Exercise details
Output only the lines below from the one containing "Phrase: electrical outlet" to the one containing "Phrase: cabinet drawer", exactly as written, both ends kept.

(Beginning of Exercise material)

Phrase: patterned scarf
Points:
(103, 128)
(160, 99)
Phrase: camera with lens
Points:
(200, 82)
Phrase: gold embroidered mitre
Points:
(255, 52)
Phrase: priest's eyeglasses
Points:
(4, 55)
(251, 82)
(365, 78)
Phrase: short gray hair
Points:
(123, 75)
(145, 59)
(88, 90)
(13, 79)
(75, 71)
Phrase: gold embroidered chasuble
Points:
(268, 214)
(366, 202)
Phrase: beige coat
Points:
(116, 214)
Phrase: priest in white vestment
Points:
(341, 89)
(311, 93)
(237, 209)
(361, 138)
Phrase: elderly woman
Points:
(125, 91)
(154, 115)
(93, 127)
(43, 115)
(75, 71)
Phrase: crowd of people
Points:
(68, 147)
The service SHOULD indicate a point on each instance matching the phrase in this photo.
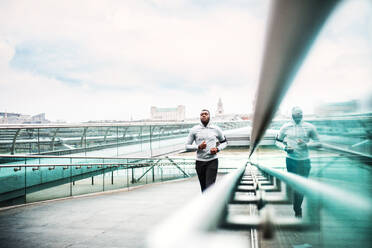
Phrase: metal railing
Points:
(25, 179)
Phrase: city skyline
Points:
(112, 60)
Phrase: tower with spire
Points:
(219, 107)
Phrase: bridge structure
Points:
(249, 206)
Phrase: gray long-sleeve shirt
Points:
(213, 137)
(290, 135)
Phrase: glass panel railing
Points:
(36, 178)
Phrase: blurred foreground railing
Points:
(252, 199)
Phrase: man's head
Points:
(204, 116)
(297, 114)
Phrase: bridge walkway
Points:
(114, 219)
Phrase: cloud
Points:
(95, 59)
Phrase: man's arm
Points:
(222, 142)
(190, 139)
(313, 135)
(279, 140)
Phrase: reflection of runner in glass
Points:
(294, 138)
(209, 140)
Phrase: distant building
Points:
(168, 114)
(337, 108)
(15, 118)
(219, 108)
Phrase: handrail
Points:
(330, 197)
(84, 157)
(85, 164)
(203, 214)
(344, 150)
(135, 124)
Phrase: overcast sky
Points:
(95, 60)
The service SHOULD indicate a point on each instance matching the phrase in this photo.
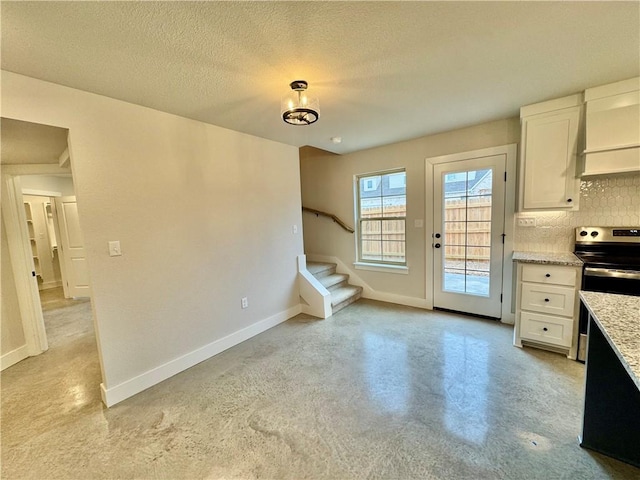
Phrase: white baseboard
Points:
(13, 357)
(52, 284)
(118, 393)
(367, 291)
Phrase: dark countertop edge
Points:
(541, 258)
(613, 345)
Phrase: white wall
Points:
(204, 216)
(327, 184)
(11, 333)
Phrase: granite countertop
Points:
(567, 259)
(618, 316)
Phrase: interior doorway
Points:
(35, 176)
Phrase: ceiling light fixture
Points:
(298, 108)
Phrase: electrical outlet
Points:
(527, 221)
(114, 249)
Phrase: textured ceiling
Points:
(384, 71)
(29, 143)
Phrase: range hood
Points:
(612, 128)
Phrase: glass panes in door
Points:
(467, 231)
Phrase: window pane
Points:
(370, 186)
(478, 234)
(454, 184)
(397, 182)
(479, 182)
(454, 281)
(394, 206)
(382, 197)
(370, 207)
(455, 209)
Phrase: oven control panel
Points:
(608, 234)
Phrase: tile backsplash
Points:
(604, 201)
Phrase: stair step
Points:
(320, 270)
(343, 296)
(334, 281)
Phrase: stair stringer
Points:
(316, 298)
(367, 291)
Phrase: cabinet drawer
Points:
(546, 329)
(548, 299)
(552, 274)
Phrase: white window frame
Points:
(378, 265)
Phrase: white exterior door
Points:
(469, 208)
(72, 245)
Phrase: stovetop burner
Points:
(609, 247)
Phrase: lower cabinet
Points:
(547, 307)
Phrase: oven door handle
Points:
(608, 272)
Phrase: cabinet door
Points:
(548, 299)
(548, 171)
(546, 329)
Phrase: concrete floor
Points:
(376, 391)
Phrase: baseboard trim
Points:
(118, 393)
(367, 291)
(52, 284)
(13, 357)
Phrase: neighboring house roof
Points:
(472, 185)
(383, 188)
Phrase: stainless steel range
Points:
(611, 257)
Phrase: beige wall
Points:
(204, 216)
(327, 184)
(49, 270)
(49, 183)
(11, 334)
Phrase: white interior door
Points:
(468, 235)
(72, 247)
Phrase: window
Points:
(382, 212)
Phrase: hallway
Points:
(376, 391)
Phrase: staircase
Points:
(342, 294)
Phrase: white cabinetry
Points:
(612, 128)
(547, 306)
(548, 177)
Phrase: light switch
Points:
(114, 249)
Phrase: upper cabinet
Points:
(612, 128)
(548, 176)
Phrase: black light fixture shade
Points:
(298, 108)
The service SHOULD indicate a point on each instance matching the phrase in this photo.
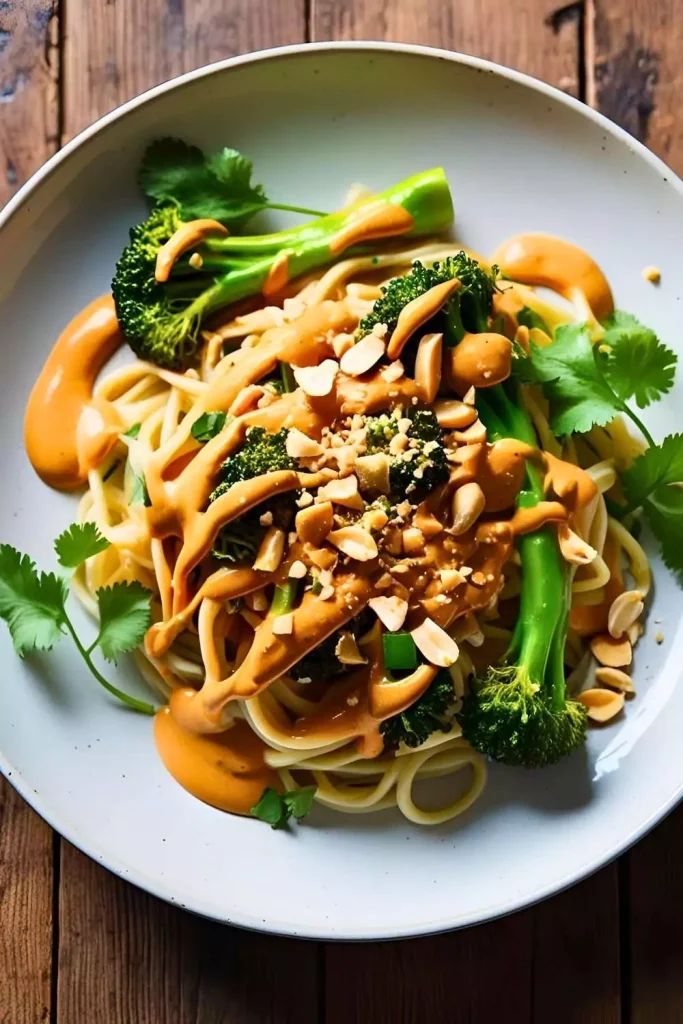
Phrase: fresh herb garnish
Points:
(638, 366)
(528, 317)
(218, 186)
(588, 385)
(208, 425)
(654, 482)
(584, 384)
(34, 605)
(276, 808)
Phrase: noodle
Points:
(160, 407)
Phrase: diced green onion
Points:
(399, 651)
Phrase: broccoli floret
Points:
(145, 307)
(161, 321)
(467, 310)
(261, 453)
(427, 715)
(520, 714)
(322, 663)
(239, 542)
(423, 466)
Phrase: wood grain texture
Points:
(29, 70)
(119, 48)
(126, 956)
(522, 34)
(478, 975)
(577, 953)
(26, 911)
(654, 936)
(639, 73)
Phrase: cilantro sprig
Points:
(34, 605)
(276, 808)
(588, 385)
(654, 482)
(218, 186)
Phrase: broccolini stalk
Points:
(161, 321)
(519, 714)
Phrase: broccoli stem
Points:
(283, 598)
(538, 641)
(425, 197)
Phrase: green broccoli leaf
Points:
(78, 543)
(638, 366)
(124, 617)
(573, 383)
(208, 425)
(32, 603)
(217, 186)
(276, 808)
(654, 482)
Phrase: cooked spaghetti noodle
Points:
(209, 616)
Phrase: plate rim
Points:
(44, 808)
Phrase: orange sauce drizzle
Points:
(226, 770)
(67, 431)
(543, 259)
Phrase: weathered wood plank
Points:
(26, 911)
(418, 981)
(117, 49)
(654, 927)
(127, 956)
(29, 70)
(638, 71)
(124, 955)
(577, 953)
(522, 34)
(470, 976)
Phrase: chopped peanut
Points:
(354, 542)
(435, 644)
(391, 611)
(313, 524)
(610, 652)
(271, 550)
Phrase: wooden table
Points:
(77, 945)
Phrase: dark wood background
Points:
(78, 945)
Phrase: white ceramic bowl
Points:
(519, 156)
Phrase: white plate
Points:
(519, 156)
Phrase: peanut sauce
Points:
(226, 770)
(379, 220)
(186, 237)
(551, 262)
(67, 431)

(End of Exercise material)
(Beginning of Exercise material)

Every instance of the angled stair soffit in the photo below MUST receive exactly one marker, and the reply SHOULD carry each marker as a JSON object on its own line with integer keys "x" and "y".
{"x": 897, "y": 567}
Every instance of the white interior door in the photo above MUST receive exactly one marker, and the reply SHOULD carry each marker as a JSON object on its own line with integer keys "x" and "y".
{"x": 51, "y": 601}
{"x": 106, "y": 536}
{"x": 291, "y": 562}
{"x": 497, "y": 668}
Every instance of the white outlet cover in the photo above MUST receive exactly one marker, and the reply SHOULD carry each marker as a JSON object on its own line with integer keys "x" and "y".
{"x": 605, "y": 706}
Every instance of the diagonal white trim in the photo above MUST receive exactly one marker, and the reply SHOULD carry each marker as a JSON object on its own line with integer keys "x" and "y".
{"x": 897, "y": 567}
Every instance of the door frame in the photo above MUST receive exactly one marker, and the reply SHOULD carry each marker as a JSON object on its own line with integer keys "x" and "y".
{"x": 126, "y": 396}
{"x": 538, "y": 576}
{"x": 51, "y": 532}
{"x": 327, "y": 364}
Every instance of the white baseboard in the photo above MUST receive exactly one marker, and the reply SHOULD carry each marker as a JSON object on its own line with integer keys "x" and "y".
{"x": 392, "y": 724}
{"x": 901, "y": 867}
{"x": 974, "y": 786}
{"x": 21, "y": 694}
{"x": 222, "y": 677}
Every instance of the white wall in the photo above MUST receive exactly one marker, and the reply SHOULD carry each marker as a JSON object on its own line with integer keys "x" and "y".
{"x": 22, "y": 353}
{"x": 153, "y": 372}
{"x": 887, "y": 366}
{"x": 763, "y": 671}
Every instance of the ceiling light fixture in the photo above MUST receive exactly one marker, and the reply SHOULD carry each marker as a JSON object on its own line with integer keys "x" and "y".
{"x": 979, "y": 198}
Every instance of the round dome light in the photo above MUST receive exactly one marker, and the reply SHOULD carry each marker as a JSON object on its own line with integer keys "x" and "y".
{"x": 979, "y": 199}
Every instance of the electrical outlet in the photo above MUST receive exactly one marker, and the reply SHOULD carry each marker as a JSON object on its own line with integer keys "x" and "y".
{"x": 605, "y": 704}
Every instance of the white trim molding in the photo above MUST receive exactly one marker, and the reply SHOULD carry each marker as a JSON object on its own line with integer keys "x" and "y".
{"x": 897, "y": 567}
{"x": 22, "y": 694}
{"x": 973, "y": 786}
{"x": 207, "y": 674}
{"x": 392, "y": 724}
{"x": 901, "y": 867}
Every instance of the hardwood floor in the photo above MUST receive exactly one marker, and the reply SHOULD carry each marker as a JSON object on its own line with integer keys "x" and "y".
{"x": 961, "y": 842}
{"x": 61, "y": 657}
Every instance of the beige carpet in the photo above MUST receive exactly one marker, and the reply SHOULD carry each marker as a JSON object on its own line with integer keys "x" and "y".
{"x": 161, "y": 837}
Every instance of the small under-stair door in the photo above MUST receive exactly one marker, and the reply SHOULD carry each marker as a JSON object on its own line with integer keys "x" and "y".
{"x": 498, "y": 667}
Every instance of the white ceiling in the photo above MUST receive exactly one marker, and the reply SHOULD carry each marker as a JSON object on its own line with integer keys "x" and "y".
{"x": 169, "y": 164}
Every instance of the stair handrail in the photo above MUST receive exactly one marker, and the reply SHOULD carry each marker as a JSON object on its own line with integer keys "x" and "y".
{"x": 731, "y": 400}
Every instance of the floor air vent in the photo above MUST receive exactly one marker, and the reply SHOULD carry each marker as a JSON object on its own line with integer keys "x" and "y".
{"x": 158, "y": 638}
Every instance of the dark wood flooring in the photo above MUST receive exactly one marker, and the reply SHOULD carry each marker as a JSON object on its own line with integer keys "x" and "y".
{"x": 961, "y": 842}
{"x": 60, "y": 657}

(End of Exercise material)
(Beginning of Exercise material)

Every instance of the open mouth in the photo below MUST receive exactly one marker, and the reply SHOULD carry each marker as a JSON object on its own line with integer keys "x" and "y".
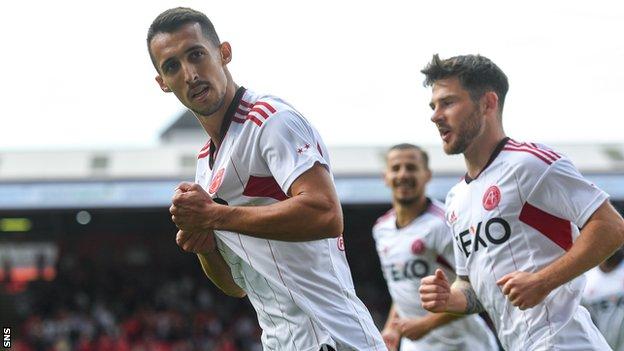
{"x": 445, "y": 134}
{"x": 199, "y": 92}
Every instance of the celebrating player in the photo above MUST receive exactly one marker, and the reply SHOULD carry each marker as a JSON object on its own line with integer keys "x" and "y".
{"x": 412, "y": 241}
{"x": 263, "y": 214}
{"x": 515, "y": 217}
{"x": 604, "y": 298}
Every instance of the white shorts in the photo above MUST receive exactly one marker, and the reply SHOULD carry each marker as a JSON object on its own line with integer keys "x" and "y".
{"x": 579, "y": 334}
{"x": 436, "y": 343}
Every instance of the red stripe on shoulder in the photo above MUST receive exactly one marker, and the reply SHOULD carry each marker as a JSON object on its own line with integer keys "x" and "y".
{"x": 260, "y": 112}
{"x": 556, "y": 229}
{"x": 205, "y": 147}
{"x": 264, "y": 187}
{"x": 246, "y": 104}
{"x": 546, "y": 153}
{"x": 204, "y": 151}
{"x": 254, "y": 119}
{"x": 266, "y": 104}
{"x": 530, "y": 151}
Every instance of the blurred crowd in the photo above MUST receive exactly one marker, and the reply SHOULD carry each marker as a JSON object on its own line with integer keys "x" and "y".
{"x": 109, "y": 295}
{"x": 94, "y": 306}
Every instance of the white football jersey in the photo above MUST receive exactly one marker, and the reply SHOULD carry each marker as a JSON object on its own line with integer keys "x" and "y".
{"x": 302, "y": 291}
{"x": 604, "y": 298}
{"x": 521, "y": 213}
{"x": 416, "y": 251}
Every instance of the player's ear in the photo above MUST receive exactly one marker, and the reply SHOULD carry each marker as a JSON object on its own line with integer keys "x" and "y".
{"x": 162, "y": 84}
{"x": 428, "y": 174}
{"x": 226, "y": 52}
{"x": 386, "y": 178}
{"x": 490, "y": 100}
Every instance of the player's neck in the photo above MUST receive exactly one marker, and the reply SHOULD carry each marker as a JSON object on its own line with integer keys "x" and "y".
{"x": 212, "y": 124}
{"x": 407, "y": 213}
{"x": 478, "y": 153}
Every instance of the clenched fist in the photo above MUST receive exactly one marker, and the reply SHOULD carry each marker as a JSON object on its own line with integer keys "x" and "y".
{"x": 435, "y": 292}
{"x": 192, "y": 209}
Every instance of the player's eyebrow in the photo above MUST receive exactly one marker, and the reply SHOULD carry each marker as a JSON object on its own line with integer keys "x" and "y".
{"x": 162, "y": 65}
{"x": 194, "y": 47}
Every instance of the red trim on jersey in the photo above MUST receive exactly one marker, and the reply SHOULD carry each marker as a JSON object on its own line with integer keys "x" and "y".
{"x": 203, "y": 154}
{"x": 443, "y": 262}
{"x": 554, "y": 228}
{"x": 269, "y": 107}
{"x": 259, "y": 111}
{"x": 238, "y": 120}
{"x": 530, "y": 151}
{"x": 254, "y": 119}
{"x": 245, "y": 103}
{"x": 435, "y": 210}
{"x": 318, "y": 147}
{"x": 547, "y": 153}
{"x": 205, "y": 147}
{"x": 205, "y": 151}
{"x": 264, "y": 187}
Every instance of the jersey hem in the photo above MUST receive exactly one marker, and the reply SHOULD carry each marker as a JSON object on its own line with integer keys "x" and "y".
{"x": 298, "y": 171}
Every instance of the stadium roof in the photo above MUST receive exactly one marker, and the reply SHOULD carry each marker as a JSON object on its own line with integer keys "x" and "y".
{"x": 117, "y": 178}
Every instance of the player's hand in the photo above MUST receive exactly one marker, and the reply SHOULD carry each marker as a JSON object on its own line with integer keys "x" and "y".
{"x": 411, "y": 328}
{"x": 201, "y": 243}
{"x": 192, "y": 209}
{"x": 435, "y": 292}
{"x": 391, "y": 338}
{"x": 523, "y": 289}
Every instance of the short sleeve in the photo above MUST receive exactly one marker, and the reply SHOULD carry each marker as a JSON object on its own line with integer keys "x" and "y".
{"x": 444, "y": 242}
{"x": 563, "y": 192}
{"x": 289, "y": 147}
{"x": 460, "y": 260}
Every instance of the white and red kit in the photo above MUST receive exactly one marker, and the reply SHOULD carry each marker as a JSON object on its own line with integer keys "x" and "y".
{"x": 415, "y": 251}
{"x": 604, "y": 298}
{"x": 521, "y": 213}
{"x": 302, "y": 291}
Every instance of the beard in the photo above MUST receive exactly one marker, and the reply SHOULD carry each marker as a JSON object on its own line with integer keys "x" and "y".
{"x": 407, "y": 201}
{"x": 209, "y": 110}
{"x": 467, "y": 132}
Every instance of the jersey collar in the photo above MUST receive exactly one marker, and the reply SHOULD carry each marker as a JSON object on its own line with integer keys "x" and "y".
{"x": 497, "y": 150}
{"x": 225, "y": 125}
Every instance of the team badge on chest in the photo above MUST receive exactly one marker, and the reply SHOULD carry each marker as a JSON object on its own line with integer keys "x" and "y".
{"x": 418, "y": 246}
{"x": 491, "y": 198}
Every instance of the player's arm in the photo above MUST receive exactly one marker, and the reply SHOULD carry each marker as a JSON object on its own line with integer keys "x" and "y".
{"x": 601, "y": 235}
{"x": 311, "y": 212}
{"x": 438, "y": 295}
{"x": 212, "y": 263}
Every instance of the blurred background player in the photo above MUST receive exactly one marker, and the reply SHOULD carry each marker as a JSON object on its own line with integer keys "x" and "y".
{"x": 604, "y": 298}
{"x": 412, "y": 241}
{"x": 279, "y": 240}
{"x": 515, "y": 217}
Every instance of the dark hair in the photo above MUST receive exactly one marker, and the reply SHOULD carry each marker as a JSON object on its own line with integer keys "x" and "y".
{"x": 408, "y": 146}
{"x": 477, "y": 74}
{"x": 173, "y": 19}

(End of Exercise material)

Solution to this task
Phrase: electrical outlet
Points:
(527, 221)
(114, 249)
Phrase: textured ceiling
Points:
(384, 71)
(29, 143)
Phrase: range hood
Points:
(612, 128)
Phrase: glass panes in door
Points:
(467, 231)
Phrase: window pane
Points:
(370, 186)
(478, 234)
(454, 184)
(397, 182)
(479, 182)
(454, 281)
(394, 206)
(382, 197)
(370, 207)
(455, 209)
Phrase: oven control panel
Points:
(608, 234)
Phrase: tile backsplash
Points:
(604, 201)
Phrase: stair step
Points:
(320, 270)
(343, 296)
(334, 281)
Phrase: stair stringer
Points:
(316, 298)
(367, 291)
Phrase: cabinet drawer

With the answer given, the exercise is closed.